## ASSIGNED TASK
Each line that includes the word "eyeglasses" should be copied from the records.

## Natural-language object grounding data

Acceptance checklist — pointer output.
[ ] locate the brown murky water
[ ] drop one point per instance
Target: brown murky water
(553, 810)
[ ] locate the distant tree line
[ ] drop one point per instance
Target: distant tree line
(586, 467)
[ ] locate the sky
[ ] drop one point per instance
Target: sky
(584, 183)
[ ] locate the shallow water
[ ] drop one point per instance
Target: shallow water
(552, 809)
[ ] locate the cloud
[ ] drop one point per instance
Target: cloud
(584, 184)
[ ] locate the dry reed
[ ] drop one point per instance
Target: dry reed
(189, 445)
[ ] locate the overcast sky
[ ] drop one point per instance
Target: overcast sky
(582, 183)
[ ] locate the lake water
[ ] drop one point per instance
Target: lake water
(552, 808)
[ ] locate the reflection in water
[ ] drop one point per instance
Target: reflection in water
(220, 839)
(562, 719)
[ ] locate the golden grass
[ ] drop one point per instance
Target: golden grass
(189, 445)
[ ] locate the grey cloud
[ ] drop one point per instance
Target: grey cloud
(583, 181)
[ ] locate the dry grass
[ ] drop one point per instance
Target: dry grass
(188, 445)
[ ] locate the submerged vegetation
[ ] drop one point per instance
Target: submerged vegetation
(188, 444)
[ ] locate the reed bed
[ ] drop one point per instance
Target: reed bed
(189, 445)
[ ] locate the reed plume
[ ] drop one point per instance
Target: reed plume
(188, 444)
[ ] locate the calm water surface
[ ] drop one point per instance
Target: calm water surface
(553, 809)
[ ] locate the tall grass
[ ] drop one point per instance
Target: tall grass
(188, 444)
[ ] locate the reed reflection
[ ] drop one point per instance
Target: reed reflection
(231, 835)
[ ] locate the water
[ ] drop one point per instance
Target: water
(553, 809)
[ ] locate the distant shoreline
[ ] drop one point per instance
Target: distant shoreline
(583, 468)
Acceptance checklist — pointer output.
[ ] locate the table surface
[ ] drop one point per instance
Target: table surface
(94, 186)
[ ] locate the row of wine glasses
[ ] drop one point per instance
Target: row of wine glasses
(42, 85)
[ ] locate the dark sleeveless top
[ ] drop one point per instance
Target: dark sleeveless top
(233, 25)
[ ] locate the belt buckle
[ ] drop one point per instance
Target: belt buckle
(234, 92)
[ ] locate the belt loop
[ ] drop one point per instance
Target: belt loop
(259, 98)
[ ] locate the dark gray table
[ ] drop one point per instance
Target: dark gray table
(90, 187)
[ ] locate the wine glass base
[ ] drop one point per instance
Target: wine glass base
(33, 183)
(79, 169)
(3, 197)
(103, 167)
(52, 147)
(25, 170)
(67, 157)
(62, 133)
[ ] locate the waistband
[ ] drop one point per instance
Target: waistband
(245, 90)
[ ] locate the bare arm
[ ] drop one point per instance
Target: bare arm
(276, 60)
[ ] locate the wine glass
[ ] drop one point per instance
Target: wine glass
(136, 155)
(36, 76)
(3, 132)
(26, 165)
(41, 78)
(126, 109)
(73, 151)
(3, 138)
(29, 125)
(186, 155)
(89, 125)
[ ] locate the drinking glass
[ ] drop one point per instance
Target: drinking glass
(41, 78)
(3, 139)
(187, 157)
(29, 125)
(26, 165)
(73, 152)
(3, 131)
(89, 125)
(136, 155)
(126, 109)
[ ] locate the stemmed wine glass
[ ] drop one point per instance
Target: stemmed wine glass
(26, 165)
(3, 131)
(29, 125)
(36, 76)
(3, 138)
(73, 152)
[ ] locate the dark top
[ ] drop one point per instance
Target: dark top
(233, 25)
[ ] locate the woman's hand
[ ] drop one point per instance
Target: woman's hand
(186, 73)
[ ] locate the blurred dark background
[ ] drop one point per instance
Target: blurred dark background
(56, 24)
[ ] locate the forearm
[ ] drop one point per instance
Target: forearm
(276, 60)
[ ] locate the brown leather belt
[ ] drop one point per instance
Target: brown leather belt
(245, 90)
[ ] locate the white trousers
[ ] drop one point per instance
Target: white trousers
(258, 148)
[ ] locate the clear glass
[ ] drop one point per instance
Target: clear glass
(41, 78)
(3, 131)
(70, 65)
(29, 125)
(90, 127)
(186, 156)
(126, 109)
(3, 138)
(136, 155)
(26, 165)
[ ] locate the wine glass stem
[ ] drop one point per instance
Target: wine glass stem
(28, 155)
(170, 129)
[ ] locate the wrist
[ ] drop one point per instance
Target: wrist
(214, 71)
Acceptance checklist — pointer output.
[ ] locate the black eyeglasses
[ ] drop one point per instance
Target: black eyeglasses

## EXPECTED OUTPUT
[ ] locate the black eyeglasses
Target: black eyeglasses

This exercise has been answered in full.